### TASK DIRECTIONS
Since the data must remain as supplied, reproduce it word for word.

### WORKING DATA
╭──
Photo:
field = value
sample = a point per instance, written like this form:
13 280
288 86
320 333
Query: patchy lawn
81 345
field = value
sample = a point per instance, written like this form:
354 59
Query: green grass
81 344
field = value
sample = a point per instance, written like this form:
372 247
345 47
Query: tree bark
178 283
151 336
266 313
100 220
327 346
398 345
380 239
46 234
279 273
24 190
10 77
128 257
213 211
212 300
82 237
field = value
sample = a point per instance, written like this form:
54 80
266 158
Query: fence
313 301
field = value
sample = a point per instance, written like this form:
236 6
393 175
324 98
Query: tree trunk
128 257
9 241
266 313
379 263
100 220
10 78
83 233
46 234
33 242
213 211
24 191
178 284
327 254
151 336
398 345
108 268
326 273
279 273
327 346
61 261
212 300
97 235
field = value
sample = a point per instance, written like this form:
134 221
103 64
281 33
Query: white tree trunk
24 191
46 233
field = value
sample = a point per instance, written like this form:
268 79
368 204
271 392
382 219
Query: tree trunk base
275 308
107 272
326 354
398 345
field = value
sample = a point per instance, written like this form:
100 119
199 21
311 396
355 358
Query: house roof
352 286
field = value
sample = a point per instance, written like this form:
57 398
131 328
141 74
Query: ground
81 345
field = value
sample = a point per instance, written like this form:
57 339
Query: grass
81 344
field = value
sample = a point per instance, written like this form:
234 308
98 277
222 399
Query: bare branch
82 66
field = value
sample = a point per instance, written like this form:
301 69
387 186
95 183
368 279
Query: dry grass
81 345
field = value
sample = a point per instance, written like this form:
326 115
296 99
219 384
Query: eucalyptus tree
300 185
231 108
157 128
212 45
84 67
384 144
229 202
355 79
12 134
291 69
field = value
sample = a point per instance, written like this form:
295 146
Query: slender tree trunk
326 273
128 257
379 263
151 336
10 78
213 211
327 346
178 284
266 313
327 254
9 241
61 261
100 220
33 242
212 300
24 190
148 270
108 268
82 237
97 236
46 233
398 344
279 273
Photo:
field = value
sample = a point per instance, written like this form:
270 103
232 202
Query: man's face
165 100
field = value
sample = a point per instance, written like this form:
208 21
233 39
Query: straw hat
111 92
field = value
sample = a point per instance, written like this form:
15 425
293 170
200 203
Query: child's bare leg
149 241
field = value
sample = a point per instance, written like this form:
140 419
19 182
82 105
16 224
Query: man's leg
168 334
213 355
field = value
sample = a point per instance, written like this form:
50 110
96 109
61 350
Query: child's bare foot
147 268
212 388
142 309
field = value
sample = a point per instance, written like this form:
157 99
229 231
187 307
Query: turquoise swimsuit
╰──
### SOLUTION TO THIS PROBLEM
Photo:
field = value
sample = a point per instance, written like this form:
13 280
288 86
320 333
Query: patchy lawn
81 345
field = value
sample = a point per instance, written like this form:
354 59
Query: green grass
81 344
field = value
sample = a point per instance, written like this form:
372 247
345 47
Query: tree bark
178 283
151 336
266 313
100 220
327 346
398 345
380 239
46 234
279 273
24 190
10 77
128 257
213 211
212 300
82 237
field = value
sample = a point per instance, written like this form:
54 80
266 158
Query: fence
313 301
field = value
sample = a point per instance, written like this form:
236 6
393 175
324 98
Query: tree trunk
128 257
9 241
266 313
379 263
100 220
10 78
83 233
46 234
33 242
213 211
24 191
178 284
327 254
151 336
398 345
108 268
326 273
279 273
327 346
61 261
212 300
97 235
field = value
sample = a point per instance, written like this form:
134 221
103 64
281 33
Query: white tree trunk
24 191
46 233
field = value
sample = a point per instance, written like this form:
268 79
368 204
271 392
382 219
Query: tree trunk base
275 308
107 272
326 354
398 345
field = value
sample = a point per instance, written like this form:
100 119
199 21
311 396
355 358
Query: house roof
352 286
field = value
sample = a point per instance, written like this form:
57 398
131 328
141 74
Query: ground
81 345
field = value
sample = a point per instance, written like this form:
57 339
Query: grass
81 344
field = value
sample = a point per instance, written like this form:
234 308
98 277
222 399
Query: bare branch
82 66
field = value
sample = a point per instance, written like this form:
301 69
387 186
95 183
368 279
Query: dry grass
81 345
field = value
sample = a point per instance, written like this form:
326 115
296 99
219 384
Query: eucalyptus tree
300 185
231 108
157 128
212 45
84 67
384 144
229 202
355 79
12 134
291 69
field = value
sample = a point per instance, written like this form:
295 146
Query: slender tree trunk
326 273
128 257
379 263
151 336
10 78
213 211
327 346
178 284
266 313
327 254
9 241
61 261
100 220
33 242
212 300
24 190
148 270
108 268
82 237
97 236
46 233
398 344
279 273
Photo:
field = value
sample = a point per instance, written like this form:
270 103
232 202
Query: man's face
165 100
field = value
sample = a point per instance, written like this form:
208 21
233 39
Query: straw hat
111 92
field = value
sample = a point per instance, written like this form:
15 425
293 170
200 203
Query: child's bare leg
149 241
field = value
sample = a point per instance, written like this form:
140 419
19 182
82 105
16 224
Query: man's leg
168 334
213 355
field = value
sample = a point per instance, written like this form:
50 110
96 109
61 350
Query: child's bare foot
147 268
212 388
142 309
field = value
sample = a point per instance, written like this form:
157 99
229 231
187 307
Query: turquoise swimsuit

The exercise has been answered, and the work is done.